What you are asked to do: Reproduce the records below word for word, omitting the pictures.

════════════════════

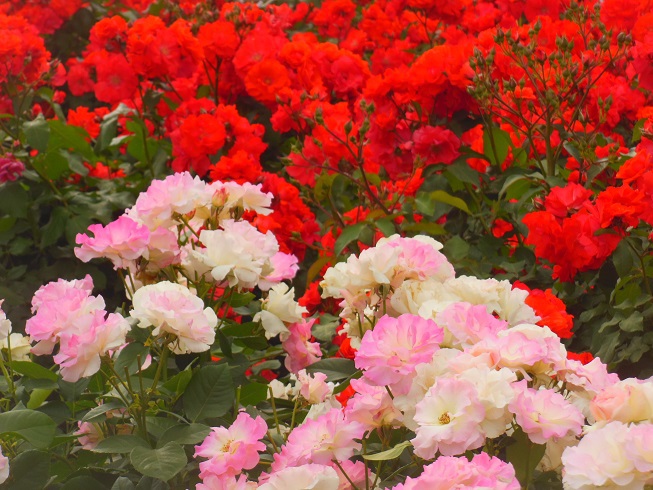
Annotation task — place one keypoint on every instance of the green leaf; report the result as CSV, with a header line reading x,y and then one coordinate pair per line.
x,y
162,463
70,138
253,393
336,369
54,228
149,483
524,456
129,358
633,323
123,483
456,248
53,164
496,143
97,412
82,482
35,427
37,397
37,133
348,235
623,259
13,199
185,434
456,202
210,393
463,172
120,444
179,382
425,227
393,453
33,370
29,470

════════════════════

Output for this exercise:
Annotation task — place one keypoint on every instance of the green leaf; report the result as CSV, with a header line reading x,y and then one coordinate pair per line.
x,y
162,463
70,138
253,393
336,369
54,228
149,483
524,456
129,358
633,323
123,483
456,248
53,164
496,143
97,412
82,482
35,427
37,397
37,133
348,235
623,259
13,199
185,434
456,202
210,393
463,172
120,444
179,382
425,227
393,453
33,370
29,470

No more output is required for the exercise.